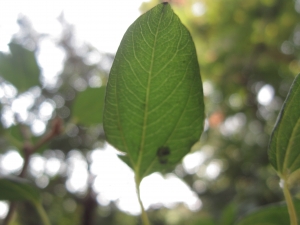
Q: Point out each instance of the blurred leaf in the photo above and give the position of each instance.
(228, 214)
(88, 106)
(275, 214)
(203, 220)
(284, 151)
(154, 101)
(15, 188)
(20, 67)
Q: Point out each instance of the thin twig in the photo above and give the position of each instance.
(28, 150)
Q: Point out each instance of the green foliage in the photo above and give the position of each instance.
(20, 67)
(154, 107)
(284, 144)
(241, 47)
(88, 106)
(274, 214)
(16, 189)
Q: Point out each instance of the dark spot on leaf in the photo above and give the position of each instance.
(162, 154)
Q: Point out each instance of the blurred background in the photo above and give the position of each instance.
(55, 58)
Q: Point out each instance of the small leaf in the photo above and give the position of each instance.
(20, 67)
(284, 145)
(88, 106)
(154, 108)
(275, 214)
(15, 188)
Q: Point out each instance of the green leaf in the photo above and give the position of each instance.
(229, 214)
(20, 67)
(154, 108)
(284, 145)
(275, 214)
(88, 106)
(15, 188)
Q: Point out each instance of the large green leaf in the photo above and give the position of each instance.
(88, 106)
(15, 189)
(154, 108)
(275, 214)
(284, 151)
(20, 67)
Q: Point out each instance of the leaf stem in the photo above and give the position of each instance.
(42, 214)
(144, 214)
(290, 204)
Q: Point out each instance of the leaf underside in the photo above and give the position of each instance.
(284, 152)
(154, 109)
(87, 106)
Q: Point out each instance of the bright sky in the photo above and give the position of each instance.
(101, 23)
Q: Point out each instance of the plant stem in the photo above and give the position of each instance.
---
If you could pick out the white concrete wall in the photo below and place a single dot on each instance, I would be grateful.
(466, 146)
==
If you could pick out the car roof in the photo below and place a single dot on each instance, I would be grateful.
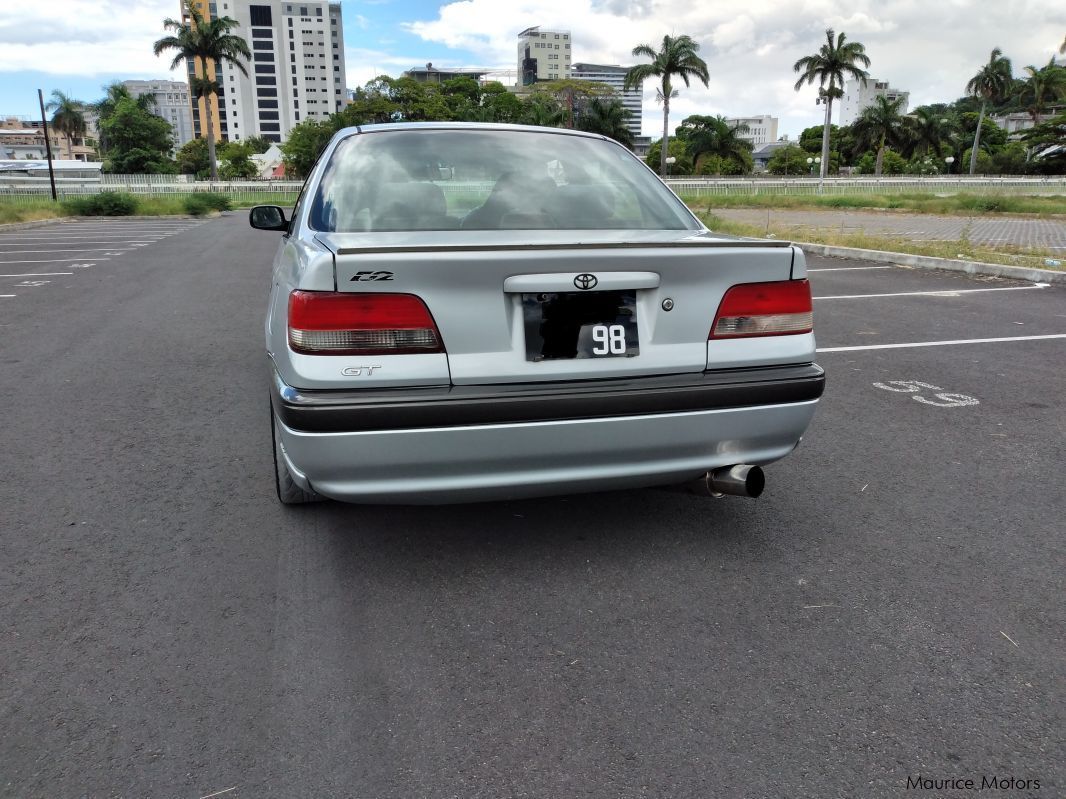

→ TASK REQUIREMENTS:
From the material above, copy exactly the lines between the line holding "Q: Point out each instance of the bright" and the line holding "Q: Point out each instance of the plant", inclusive, and only those.

→ COMPLETED TASK:
Q: Point out each instance of the bright sky in the photo above and give the position of each instance.
(101, 23)
Q: Point out each instance of the plant stem in the photo above and give the position of each instance.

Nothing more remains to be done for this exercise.